■ GIVEN DATA:
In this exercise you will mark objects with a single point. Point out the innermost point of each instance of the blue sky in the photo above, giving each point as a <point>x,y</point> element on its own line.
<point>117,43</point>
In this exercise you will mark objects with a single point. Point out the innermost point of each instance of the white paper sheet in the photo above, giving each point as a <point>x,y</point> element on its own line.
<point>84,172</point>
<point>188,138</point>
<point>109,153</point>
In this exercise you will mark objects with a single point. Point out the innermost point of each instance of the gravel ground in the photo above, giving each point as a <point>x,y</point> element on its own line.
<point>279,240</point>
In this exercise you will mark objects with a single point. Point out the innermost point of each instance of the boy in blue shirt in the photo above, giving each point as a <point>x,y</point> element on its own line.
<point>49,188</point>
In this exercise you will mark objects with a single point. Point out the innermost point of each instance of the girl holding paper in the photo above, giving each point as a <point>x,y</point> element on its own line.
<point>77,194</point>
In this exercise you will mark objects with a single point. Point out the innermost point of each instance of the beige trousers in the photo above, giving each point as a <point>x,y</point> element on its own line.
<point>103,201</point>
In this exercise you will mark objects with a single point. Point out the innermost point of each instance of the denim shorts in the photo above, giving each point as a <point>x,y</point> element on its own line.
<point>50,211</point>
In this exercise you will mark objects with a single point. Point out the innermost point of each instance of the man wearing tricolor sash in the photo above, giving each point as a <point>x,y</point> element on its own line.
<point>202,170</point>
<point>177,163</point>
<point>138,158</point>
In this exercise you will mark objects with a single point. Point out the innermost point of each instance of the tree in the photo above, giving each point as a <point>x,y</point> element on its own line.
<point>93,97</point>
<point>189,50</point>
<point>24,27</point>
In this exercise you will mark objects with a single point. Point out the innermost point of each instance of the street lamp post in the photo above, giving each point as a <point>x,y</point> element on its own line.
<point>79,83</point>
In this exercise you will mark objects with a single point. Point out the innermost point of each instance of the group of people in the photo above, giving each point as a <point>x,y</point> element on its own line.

■ EXERCISE REQUIREMENTS:
Reproduce all of the data above, switching every occurrence of "innermost" to "most central" and leaving everything else unchanged.

■ SOLUTION FOR THIS TASK:
In this exercise you will mark objects with a single point. Point out the most central point of each instance of the blue sky in the photo above, giving each point as a <point>x,y</point> element on its own line.
<point>117,43</point>
In this exercise you will mark objects with a single point. Point out the most central point of each instance of the white paper sheet in the photo above, giving each point as a <point>x,y</point> element on its own line.
<point>84,172</point>
<point>188,138</point>
<point>109,153</point>
In this exercise you will mark objects with a single point. Point out the most central point of each instance of the gravel ground in the photo above, giving each point as a <point>x,y</point> element on its own line.
<point>279,240</point>
In this exercise you will mark objects with a single point. Point out the most central point of each instance of the boy in blue shirt in the photo above, giving each point as a <point>x,y</point> element on its own line.
<point>49,188</point>
In this exercise you will mark objects with a single point. Point out the most central point of each instance of the girl holding paper in the photo above, giving each point as a <point>x,y</point> element on its own line.
<point>77,194</point>
In this exercise you will mark objects with a single point. Point out the most central point of each instance of the beige trousers in the photo above, giving each point as a <point>x,y</point> element on its own line.
<point>103,201</point>
In this exercise you will mark objects with a single point. Point out the most central point of each instance of the denim shorts in the photo above, giving each point as a <point>x,y</point> element on its own line.
<point>50,211</point>
In this exercise you will mark objects with a single point. Point out the most central point of each instance of the man wearing tricolor sash in the photo above, giving each point as a <point>x,y</point> element on its own line.
<point>202,170</point>
<point>177,163</point>
<point>138,158</point>
In this exercise you will mark objects with a single point. Point out the most central point of each instance of the tree in the photo above, giving each point as a <point>x,y</point> element on its own line.
<point>93,97</point>
<point>189,50</point>
<point>24,27</point>
In this exercise you will mark objects with a single point. Point out the most central point of each instance of the street lamp post in the photo above, giving each point as a <point>x,y</point> element on its own line.
<point>79,83</point>
In this exercise you will mark objects with a single point. Point out the most central point of each instance of the group of people in the photo above, giving each point as a <point>x,y</point> element on its own line.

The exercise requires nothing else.